━━ Document excerpt ━━

In Google interviews, lessons learned from past postmortems can be applied to system design questions. Postmortems contribute to individual career growth.

Common Failure Patterns and Countermeasures

Failure Pattern 1: Blaming Individuals

Problem: "Because Mr./Ms. XX executed the wrong command"

Countermeasure: View as "system flaw that allowed inappropriate command execution" and add guardrails or review processes

Failure Pattern 2: Vague Action Items

Problem: "Be more careful next time" "Pay more attention"

Countermeasure: Define specific technical improvements (automation, add alerts, revise runbooks, etc.)

Failure Pattern 3: Action Items Not Implemented

Problem: Satisfied with just writing postmortem, improvements not implemented

Countermeasure: Manage with tracking tools, review progress regularly

Failure Pattern 4: Taking Too Much Time

Problem: Taking weeks trying to write perfect postmortem

Countermeasure: Draft is OK initially. Important is timely implementation and action

Failure Pattern 5: Not Sharing

Problem: Completed only within specific team, not shared organization-wide

Countermeasure: Publish in internal wiki and notify related teams

Checklist

Use this checklist to verify postmortem quality.

  • Basic information (date/time, author, status) documented
  • Executive summary briefly explains overview
  • Impact (scope, downtime, business impact) is clear
  • Detailed timeline recorded
  • Root cause analysis (5 Whys, etc.) conducted
  • Specific and actionable action items exist
  • Each action has assignee and deadline
  • No language blaming individuals (Blameless)

━━━
━━ Data shown ━━

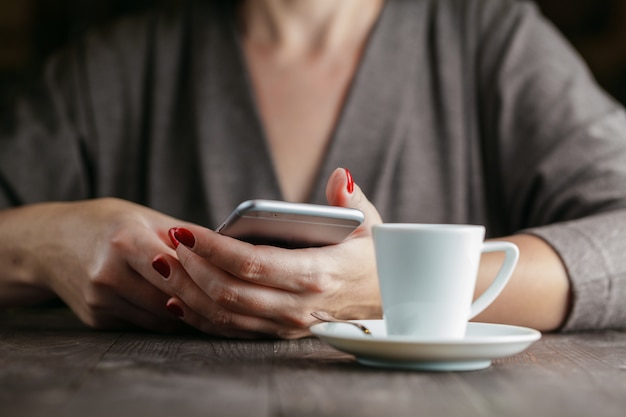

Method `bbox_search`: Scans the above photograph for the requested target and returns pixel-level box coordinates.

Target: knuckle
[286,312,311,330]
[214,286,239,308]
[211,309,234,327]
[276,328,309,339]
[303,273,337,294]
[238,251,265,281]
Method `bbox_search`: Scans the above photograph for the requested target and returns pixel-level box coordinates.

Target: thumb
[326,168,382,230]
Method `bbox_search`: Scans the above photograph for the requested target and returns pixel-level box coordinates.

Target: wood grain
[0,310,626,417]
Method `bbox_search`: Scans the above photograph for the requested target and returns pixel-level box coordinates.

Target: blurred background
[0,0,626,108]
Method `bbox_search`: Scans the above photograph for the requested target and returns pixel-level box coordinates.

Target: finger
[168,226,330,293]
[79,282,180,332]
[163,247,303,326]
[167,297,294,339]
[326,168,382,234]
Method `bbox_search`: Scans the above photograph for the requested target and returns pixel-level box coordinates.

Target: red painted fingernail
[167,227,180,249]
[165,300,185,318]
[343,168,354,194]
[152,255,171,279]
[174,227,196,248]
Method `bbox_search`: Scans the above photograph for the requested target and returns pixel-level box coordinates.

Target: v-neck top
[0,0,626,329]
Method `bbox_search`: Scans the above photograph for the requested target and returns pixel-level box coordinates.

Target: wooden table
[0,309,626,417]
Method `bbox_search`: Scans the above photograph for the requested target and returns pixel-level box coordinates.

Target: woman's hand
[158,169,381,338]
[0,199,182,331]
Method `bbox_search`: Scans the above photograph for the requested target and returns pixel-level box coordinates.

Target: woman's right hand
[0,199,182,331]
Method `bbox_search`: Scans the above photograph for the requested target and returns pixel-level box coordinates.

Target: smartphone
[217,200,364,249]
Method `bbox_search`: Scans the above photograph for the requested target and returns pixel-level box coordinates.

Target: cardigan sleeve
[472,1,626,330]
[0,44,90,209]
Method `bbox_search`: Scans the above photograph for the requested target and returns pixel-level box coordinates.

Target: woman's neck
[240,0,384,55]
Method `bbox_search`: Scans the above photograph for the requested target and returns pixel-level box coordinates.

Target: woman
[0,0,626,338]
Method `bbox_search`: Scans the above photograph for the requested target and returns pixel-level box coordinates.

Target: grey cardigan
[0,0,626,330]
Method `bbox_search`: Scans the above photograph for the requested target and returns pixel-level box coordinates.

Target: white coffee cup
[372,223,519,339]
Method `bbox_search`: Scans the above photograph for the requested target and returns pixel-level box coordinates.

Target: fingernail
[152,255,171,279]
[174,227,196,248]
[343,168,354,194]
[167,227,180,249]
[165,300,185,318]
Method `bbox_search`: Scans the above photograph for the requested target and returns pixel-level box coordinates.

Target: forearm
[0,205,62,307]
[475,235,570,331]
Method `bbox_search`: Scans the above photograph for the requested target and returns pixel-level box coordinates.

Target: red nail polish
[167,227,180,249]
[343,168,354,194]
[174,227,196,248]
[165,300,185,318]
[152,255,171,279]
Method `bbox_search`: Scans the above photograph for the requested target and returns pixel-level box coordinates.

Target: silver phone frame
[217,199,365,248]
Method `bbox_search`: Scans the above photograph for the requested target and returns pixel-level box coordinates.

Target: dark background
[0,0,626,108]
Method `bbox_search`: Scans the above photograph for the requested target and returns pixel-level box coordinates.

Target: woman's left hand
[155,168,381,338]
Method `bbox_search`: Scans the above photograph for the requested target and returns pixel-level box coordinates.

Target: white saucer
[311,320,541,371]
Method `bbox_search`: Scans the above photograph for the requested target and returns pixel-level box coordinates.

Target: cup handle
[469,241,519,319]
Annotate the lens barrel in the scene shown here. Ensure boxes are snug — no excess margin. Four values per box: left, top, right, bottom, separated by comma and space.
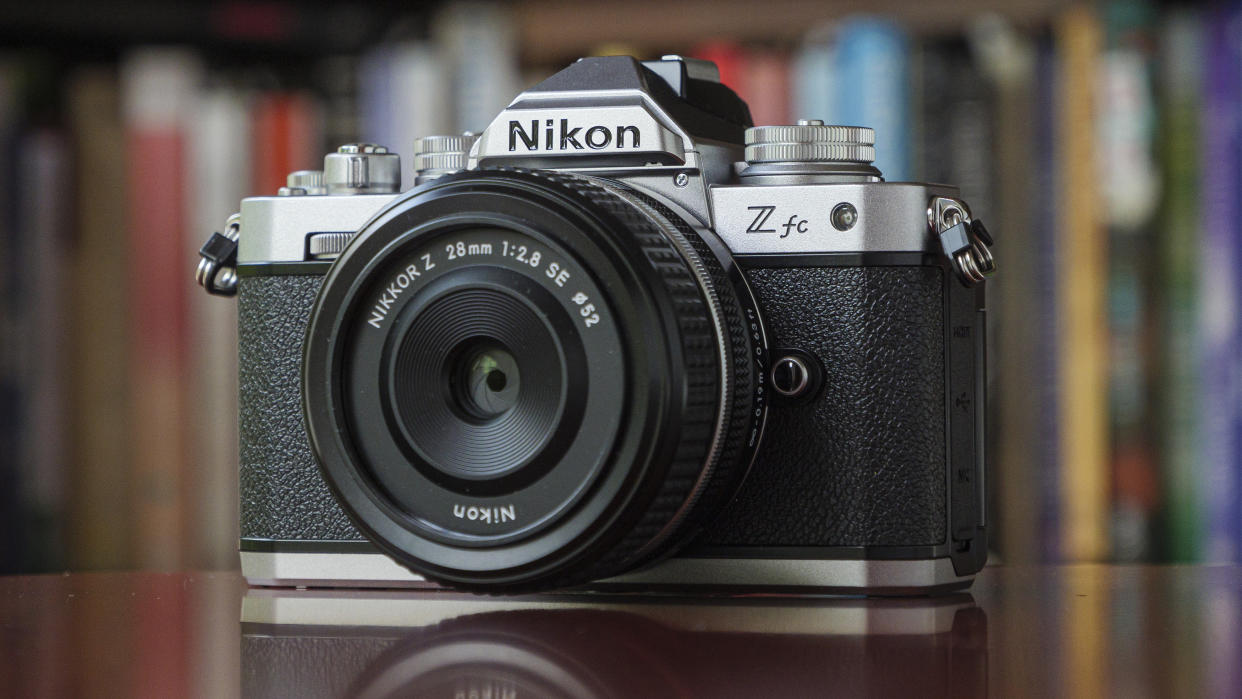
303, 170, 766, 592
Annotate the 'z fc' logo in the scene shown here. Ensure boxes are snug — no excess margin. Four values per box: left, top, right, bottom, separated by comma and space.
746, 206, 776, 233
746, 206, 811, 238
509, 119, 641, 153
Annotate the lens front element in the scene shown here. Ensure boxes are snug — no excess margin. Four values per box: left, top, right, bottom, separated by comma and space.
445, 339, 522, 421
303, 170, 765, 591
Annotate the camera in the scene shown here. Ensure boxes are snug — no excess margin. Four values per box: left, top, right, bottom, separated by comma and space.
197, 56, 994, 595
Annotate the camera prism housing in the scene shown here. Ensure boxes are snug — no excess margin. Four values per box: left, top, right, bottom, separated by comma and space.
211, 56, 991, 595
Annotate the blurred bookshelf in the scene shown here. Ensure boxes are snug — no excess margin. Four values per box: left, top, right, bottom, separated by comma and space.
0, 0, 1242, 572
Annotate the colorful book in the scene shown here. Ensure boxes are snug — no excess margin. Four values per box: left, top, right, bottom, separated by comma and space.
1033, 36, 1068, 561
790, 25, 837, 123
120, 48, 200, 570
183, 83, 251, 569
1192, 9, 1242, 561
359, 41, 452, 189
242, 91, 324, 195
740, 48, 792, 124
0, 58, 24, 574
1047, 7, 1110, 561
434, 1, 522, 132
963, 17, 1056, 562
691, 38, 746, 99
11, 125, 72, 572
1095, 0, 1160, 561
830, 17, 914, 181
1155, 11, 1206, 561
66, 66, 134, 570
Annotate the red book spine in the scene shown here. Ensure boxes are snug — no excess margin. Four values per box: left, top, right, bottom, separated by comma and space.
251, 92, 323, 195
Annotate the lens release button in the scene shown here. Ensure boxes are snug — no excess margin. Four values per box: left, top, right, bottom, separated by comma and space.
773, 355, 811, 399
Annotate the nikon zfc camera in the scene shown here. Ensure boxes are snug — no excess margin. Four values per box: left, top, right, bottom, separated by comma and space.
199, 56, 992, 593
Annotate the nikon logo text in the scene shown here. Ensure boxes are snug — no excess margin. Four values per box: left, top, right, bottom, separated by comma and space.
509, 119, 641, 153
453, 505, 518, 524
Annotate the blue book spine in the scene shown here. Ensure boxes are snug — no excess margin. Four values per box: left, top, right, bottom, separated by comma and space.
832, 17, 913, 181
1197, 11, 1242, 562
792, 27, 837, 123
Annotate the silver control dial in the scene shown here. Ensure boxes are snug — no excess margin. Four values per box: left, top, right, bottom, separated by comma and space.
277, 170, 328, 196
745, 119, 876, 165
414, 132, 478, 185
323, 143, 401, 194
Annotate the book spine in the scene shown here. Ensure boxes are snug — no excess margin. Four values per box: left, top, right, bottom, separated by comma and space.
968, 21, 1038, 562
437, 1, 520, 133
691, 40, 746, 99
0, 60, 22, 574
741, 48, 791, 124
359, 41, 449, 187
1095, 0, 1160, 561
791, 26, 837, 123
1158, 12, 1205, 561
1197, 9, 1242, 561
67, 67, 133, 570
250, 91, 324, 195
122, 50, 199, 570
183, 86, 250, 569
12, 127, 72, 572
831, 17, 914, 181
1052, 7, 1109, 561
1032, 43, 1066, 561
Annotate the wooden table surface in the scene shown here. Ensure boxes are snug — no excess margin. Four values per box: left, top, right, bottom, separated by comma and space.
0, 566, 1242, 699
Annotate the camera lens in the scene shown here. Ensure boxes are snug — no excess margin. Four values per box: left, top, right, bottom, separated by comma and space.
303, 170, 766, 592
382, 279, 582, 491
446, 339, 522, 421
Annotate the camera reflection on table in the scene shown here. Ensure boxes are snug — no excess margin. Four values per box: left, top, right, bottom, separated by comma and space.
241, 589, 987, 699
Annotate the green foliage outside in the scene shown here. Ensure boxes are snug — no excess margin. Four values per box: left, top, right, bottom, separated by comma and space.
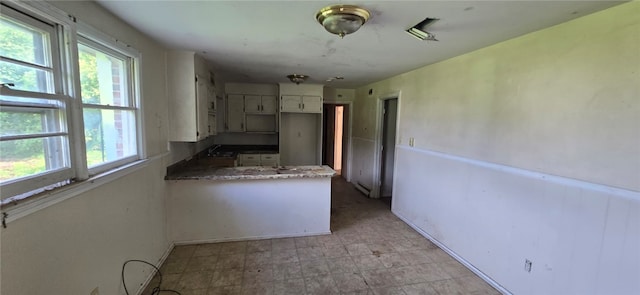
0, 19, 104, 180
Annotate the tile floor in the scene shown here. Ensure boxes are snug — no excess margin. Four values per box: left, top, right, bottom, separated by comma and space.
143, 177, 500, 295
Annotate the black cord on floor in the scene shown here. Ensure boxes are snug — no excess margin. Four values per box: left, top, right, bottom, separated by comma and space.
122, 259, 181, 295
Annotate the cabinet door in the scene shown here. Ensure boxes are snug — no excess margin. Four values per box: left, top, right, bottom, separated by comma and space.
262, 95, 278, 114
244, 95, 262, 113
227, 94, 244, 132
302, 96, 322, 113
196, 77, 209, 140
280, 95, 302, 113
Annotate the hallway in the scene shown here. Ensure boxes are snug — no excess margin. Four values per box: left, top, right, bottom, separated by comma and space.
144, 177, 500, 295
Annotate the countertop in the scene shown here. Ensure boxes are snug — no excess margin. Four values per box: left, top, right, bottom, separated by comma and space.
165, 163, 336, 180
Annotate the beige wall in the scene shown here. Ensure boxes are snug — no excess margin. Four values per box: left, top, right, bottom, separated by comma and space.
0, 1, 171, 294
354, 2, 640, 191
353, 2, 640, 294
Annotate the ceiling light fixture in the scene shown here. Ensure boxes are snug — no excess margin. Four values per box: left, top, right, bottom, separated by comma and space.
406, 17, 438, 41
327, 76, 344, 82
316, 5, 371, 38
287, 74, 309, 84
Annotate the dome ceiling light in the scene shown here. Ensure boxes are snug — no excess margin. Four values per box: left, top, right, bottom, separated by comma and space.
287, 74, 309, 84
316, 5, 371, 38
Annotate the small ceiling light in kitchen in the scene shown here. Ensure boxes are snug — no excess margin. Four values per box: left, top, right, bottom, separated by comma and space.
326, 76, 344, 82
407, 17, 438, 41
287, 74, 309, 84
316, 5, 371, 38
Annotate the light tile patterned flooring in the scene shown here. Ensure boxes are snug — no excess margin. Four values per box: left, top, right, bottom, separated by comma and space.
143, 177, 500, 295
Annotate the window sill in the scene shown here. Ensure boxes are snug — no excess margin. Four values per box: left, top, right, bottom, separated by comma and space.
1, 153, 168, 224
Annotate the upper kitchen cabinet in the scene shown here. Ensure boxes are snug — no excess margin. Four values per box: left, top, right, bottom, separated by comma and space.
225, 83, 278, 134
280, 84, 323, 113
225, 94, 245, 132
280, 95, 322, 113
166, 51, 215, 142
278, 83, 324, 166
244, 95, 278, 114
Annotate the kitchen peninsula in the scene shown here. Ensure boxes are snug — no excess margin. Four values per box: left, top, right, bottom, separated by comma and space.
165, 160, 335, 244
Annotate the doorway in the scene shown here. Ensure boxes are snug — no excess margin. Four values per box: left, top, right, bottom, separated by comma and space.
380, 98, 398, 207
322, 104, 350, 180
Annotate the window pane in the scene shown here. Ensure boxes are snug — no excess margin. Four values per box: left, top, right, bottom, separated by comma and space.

━━━

What you need to do:
A – Do these statements agree with the postmortem text? Answer yes or no for each, and quote the words from the text that decide it.
(i) For Failure Pattern 4, a draft is acceptable at first.
(ii) For Failure Pattern 5, the countermeasure is to keep the postmortem within the team that handled the incident.
(iii) The checklist requires every action to have an assignee and a deadline.
B – Can you extend the postmortem text, picking up right after its last checklist line?
The listing is separate material and has nothing to do with the postmortem text.

Answers by item number:
A –
(i) Yes: "Draft is OK initially."
(ii) No: "Publish in internal wiki and notify related teams"
(iii) Yes: "Each action has assignee and deadline"

B –
  • Lessons learned (what went well, improvements) documented
  • References (links to logs, metrics, dashboards) included
  • Reviewed and approved
  • Shared organization-wide
  • Action items registered in tracking tool

Summary

Postmortems are one of the most important practices in SRE.

Key Points

  1. Blameless culture: Focus on system problems, not individuals
  2. Timely implementation: Conduct as soon as possible after incident resolution
  3. Specific actions: Define actionable and trackable improvements
  4. Organizational learning: Share insights and enhance team-wide resilience
  5. Continuous improvement: Track action items to completion

Through postmortems, organizations can learn from failures and build more robust and reliable systems. Cultivating a culture that "failure is not the end, but the beginning of learning" is key to SRE success.